**SUPPLIED INFORMATION:**
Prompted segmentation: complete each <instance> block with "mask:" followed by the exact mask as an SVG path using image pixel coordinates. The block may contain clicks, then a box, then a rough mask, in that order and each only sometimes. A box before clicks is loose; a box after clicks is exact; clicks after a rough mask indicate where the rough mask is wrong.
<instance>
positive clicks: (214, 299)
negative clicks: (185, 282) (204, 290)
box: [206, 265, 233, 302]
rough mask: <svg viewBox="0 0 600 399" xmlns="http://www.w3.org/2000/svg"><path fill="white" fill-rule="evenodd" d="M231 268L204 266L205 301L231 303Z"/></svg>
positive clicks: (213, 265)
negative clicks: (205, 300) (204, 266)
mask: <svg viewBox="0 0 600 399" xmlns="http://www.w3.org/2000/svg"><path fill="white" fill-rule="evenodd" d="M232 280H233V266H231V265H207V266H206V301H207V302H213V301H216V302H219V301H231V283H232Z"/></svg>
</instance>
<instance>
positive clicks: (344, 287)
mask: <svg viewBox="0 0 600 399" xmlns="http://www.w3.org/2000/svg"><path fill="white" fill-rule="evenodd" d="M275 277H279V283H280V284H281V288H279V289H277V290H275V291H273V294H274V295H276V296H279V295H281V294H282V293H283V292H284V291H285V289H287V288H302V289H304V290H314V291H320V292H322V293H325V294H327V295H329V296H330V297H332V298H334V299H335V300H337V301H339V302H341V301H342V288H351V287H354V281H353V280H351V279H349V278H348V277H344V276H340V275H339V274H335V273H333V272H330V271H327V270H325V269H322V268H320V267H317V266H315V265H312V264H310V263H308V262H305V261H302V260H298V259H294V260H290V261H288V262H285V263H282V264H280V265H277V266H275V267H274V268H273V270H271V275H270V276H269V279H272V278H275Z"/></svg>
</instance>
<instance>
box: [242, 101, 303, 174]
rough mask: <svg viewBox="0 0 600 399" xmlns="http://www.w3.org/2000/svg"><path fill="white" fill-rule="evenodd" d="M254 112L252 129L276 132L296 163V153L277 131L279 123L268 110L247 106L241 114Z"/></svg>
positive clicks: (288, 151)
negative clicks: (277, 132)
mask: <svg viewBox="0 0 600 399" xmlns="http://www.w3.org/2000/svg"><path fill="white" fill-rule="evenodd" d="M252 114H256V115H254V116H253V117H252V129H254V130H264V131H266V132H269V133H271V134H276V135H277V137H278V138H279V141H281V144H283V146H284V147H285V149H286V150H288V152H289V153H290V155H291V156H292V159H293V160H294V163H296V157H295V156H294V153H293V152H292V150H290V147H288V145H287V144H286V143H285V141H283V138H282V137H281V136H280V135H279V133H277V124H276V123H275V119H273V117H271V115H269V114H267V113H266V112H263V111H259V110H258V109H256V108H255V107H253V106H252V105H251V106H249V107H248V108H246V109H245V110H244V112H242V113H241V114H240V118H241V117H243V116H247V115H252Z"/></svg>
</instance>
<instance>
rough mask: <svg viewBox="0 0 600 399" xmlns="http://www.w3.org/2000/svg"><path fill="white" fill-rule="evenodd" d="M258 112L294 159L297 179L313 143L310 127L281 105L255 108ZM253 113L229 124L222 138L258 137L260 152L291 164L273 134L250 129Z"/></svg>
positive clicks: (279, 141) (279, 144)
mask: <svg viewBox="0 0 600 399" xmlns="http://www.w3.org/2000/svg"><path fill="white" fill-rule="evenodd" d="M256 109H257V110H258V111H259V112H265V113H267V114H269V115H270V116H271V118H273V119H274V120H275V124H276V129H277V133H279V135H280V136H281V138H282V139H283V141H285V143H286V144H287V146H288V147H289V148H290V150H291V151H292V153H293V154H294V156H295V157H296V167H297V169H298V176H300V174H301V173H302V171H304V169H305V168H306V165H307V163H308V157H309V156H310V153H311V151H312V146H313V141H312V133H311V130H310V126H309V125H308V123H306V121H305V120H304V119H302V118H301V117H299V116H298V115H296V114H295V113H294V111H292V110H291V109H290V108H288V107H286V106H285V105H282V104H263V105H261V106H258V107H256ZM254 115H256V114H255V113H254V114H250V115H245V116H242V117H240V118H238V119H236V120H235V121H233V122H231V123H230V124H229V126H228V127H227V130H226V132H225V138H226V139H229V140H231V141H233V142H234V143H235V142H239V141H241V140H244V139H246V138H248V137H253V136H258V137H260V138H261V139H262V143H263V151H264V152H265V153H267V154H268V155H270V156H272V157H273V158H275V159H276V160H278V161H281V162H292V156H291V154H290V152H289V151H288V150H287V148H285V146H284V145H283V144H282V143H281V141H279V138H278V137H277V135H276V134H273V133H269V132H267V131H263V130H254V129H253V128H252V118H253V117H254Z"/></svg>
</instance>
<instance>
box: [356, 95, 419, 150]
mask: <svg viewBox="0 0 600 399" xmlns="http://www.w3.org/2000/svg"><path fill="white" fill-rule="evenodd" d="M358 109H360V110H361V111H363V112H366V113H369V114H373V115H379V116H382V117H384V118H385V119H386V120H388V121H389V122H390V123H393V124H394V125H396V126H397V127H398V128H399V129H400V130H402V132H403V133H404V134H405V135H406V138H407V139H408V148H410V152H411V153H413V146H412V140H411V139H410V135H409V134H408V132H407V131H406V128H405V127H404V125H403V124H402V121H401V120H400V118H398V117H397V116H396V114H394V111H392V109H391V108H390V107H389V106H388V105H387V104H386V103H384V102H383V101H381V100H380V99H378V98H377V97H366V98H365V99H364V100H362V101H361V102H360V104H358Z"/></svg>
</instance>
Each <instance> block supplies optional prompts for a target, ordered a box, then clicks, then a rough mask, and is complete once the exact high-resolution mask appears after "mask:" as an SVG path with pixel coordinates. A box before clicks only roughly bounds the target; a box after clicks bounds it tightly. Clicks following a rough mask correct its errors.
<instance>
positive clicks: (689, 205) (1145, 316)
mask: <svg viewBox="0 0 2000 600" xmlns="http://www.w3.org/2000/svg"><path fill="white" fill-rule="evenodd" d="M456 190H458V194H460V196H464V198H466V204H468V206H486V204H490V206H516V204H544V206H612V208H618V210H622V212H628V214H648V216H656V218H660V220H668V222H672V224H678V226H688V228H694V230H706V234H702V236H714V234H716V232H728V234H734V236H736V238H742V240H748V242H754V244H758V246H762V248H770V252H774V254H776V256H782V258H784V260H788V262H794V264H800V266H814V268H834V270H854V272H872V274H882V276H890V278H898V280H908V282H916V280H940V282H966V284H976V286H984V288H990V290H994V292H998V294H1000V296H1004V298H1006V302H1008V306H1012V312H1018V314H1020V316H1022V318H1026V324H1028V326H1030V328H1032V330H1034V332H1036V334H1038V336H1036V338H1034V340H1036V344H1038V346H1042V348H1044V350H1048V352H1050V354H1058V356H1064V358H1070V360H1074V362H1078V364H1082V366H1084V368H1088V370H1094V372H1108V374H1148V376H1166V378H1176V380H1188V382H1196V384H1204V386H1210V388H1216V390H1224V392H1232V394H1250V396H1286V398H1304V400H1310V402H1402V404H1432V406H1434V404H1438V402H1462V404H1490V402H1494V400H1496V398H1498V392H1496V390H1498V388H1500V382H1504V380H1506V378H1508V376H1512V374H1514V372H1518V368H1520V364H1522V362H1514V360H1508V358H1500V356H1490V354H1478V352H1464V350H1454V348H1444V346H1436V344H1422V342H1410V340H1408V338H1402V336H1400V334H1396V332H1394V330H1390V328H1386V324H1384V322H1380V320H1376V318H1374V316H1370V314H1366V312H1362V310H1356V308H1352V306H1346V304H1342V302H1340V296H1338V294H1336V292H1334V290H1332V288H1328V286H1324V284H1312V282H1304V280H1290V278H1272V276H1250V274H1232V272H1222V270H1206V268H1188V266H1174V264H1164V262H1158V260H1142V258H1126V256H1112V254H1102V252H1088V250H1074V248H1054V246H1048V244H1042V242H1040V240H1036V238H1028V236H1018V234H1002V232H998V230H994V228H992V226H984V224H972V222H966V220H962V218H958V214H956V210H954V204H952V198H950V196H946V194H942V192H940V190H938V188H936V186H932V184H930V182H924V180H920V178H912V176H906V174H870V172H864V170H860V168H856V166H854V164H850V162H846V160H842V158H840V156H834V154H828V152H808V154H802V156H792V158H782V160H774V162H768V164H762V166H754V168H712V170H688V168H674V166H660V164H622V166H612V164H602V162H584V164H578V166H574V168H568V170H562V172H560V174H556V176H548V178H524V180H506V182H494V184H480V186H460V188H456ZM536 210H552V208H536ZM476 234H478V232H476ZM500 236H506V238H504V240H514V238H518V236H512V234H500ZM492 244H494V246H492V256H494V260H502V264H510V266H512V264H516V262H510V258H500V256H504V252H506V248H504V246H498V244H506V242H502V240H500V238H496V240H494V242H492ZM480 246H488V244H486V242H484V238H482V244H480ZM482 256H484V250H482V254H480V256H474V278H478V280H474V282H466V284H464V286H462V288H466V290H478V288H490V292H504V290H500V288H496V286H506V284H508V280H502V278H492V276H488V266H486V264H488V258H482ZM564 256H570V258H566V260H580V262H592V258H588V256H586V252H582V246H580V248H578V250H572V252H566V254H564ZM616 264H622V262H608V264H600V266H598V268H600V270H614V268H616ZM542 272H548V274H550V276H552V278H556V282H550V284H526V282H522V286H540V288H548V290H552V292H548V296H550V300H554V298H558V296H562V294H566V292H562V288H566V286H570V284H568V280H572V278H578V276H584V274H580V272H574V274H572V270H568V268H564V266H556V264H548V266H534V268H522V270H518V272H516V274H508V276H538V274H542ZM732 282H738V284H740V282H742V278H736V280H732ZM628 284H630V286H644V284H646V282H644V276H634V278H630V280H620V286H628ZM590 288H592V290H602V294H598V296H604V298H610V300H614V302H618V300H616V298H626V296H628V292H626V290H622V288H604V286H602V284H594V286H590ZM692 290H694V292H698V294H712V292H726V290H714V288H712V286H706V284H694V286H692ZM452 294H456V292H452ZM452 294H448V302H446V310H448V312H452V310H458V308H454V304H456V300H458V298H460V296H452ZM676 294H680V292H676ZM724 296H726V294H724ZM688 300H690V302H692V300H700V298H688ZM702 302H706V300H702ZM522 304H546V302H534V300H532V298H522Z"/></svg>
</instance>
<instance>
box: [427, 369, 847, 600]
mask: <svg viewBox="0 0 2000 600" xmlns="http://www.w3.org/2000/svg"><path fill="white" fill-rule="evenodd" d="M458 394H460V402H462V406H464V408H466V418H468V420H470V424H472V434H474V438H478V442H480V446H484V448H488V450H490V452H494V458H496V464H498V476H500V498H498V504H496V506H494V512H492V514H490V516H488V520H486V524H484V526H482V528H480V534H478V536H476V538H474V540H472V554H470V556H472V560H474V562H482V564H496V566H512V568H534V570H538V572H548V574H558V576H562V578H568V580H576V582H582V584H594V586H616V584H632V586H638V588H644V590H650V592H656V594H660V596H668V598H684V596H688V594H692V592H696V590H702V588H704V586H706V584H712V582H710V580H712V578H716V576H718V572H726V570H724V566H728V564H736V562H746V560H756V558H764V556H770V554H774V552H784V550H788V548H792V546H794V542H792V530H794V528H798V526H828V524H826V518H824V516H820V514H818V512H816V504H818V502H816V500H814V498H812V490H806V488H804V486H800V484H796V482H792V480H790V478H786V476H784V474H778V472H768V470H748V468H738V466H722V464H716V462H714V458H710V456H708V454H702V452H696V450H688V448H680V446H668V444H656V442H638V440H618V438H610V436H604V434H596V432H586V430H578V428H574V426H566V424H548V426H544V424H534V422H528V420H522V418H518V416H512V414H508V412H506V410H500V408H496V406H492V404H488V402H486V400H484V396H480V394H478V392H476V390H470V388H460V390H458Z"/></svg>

**TO DO:** Report every line of the data that contains the word "positive", matching case exactly.

**EXERCISE OUTPUT:**
positive clicks: (214, 299)
positive clicks: (213, 265)
positive clicks: (344, 287)
positive clicks: (288, 151)
positive clicks: (279, 141) (279, 144)
positive clicks: (689, 205) (1145, 316)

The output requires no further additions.